#### Objective:
Can you write out all of the rows below word for word, changing nothing?

:: Recorded data ::

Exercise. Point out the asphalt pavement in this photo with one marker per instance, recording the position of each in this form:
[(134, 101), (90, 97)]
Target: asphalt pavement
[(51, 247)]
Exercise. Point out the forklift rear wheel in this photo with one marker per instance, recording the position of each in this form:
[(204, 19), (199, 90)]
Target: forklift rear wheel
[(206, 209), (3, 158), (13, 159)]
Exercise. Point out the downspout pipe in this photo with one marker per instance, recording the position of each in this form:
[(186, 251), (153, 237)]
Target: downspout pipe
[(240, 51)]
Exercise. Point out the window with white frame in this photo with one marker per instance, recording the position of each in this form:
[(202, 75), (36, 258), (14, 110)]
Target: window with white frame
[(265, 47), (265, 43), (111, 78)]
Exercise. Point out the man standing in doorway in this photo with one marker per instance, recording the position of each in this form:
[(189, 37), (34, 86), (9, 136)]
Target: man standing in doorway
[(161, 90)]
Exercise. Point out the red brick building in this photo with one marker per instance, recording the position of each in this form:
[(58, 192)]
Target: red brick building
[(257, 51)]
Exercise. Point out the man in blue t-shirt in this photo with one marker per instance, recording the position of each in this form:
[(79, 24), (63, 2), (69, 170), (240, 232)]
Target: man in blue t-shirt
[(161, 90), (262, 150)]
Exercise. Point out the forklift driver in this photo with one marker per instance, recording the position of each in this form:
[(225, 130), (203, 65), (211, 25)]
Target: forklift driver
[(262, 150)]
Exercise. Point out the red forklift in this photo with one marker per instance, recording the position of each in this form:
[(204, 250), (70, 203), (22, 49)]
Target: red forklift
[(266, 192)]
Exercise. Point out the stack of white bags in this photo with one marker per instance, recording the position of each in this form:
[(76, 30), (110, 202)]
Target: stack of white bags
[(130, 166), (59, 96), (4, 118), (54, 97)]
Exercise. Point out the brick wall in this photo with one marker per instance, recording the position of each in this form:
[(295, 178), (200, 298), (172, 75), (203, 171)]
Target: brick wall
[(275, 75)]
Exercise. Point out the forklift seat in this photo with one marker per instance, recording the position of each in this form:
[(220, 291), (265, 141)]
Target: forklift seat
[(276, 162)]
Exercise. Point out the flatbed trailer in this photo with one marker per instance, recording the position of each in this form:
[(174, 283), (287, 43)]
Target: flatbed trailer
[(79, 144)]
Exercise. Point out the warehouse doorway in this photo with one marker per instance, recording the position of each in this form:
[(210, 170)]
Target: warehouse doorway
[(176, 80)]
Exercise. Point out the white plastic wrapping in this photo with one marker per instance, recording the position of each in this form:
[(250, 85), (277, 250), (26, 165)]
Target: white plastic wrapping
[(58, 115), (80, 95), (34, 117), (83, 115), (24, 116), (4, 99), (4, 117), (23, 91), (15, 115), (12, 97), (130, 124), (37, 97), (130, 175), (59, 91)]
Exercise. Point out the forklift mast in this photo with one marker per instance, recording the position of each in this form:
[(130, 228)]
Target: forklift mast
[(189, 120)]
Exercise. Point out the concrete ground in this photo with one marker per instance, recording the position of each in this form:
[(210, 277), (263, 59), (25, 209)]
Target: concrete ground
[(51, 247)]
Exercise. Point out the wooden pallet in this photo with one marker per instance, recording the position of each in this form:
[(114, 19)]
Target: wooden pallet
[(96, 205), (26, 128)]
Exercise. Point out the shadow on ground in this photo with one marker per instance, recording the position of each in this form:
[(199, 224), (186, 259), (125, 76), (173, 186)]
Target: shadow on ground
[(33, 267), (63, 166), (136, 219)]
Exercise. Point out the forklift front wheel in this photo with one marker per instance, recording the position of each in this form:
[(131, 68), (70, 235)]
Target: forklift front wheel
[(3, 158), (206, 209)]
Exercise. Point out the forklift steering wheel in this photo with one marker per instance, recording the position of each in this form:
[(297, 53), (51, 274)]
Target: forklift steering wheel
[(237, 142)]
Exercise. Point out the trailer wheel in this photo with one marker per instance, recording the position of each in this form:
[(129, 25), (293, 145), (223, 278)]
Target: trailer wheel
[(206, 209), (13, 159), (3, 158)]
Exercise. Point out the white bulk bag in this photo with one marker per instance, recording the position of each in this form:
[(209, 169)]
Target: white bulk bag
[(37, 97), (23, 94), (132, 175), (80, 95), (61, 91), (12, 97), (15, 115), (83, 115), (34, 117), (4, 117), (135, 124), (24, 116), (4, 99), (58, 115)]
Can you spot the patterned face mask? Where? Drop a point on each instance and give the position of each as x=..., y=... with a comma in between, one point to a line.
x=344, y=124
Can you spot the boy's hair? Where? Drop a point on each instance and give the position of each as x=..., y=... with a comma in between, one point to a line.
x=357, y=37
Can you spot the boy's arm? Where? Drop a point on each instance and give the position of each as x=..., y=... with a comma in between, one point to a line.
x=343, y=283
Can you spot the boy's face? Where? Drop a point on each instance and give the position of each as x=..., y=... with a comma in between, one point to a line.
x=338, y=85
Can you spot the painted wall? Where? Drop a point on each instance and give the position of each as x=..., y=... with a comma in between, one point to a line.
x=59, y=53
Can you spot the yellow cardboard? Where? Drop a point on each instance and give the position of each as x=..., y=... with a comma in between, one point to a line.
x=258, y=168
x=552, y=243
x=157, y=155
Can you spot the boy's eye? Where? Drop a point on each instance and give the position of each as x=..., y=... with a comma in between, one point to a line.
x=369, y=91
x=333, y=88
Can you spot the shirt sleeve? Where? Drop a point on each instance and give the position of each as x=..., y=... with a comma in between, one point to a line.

:::

#### Expected output:
Exercise. Point out the asphalt pavement in this photo with one marker per instance, recording the position of each in this form:
[(134, 101), (90, 97)]
Target: asphalt pavement
[(51, 247)]
Exercise. Point out the forklift rear wheel in this photo with one marker per instance, recording the position of each in this form:
[(204, 19), (199, 90)]
Target: forklift rear wheel
[(206, 209), (3, 158), (13, 159)]
Exercise. Point out the downspout pipe in this photo with one marker per instance, recording the position of each in this form:
[(186, 251), (153, 237)]
Target: downspout pipe
[(240, 51)]
Exercise. Point out the window with white frame in this photo with one marker per instance, recording the position of each in this form:
[(202, 75), (36, 258), (14, 110)]
Target: window with white frame
[(265, 47), (265, 43), (111, 78)]
Exercise. Point out the man standing in doorway in this photo with one marker per instance, recording the position of each in this form:
[(189, 37), (34, 86), (9, 136)]
Target: man standing in doorway
[(161, 90)]
Exercise. Point out the red brick building in this photo with one marker per instance, recording the position of each in this form:
[(58, 192)]
Target: red brick building
[(257, 51)]
Exercise. Point out the man in blue t-shirt in this photo with one marker per instance, recording the position of each in this form:
[(79, 24), (63, 2), (69, 170), (240, 232)]
Target: man in blue t-shirt
[(161, 90), (262, 150)]
Exercise. Point out the forklift driver in this photo with one marker per instance, recording the position of each in this form:
[(225, 130), (203, 65), (211, 25)]
Target: forklift driver
[(262, 150)]
Exercise. Point out the red forklift in this photo with one marker per instance, recording the position of each in this form:
[(204, 250), (70, 203), (22, 49)]
Target: red forklift
[(266, 192)]
Exercise. Point out the stack of white bags in this photo with one marker per instance, recording the position of each in this form:
[(76, 30), (110, 202)]
Target: stack of white bags
[(130, 166), (59, 96), (4, 118), (54, 97)]
Exercise. Point out the brick wall in this photo with one marker per instance, recording the position of each in this form:
[(295, 178), (200, 298), (172, 75), (203, 171)]
Target: brick wall
[(275, 75)]
Exercise. Point out the forklift seat in this photo with one marker per instance, recording the position of each in this form:
[(220, 291), (265, 141)]
Target: forklift seat
[(276, 162)]
Exercise. Point out the flatbed trailer in this photo with one marker per instance, recording the position of each in this form:
[(174, 283), (287, 43)]
Target: flatbed trailer
[(79, 144)]
Exercise. Point out the warehouse doorway in this photo with one marker per instance, recording the position of each in this form:
[(210, 170)]
Target: warehouse doorway
[(176, 80)]
Exercise. Point out the white plastic wrapping in this photo with one marker per instance, recording the position of each in this form:
[(250, 85), (277, 250), (26, 165)]
Target: white plastic wrapping
[(58, 115), (80, 95), (34, 117), (83, 115), (24, 116), (4, 99), (4, 117), (23, 91), (15, 115), (12, 97), (130, 124), (37, 97), (130, 175), (59, 91)]
Exercise. Point out the forklift mast in this photo with one marker per instance, recording the position of each in this form:
[(130, 228)]
Target: forklift mast
[(189, 120)]
Exercise. Point out the concrete ground in this photo with one marker per instance, recording the position of each in this form:
[(210, 277), (263, 59), (25, 209)]
Target: concrete ground
[(51, 247)]
Exercise. Point out the wooden pallet in this photo with one marker per instance, recording the position of each in this form:
[(114, 19)]
Target: wooden pallet
[(96, 205), (26, 128)]
Exercise. Point out the shadow on ground in this photo with one marker per instance, recording the position of each in this form:
[(199, 224), (186, 259), (125, 76), (173, 186)]
Target: shadow on ground
[(33, 267), (63, 166), (136, 219)]
Exercise. Point out the forklift front wheel in this photo with one marker per instance, recording the position of each in this form:
[(131, 68), (70, 235)]
Target: forklift front wheel
[(3, 158), (206, 209)]
Exercise. Point out the forklift steering wheel in this photo with one marker per instance, recording the position of each in this form:
[(297, 53), (51, 274)]
Target: forklift steering wheel
[(237, 142)]
Exercise. Point out the trailer wheel in this photo with one marker per instance, recording the position of each in this form:
[(129, 25), (293, 145), (223, 278)]
Target: trailer wheel
[(206, 209), (13, 159), (3, 158)]
Exercise. Point out the white bulk bag in this photo with one marker per instance, recording the position of each in this form:
[(209, 169)]
Target: white bulk bag
[(37, 97), (23, 94), (132, 175), (80, 95), (61, 91), (12, 97), (15, 115), (83, 115), (34, 117), (4, 117), (135, 124), (24, 116), (4, 99), (58, 115)]
Can you spot the patterned face mask? Where? Drop a point on each instance and give the position of each as x=..., y=... with a comma in between, one point to a line.
x=344, y=124
Can you spot the boy's hair? Where? Drop a point on each instance and give the position of each as x=..., y=... with a comma in between, one point to a line.
x=357, y=37
Can you spot the boy's arm? Where? Drop a point on each instance and give the position of each as x=..., y=... with a comma in between, one point to a line.
x=343, y=283
Can you spot the boy's face? Where? Drop a point on each instance and give the position of each as x=..., y=... with a comma in between, one point to a line.
x=338, y=85
Can you spot the painted wall? Where? Drop a point on each instance and give the position of each as x=..., y=... with a comma in between, one point to a line.
x=59, y=53
Can you spot the yellow cardboard? Where? Drop a point on each instance and give the position of each as x=..., y=... with a comma in between, one point to a line.
x=258, y=168
x=552, y=243
x=157, y=155
Can you spot the boy's eye? Where? Drop a point on each instance and give the position of each as x=..., y=... with a comma in between, one point to a line.
x=369, y=91
x=333, y=88
Can you spot the shirt sleeve? Where? Drop a point on each instance and give the position of each as x=..., y=... with a comma in between, one point to a line.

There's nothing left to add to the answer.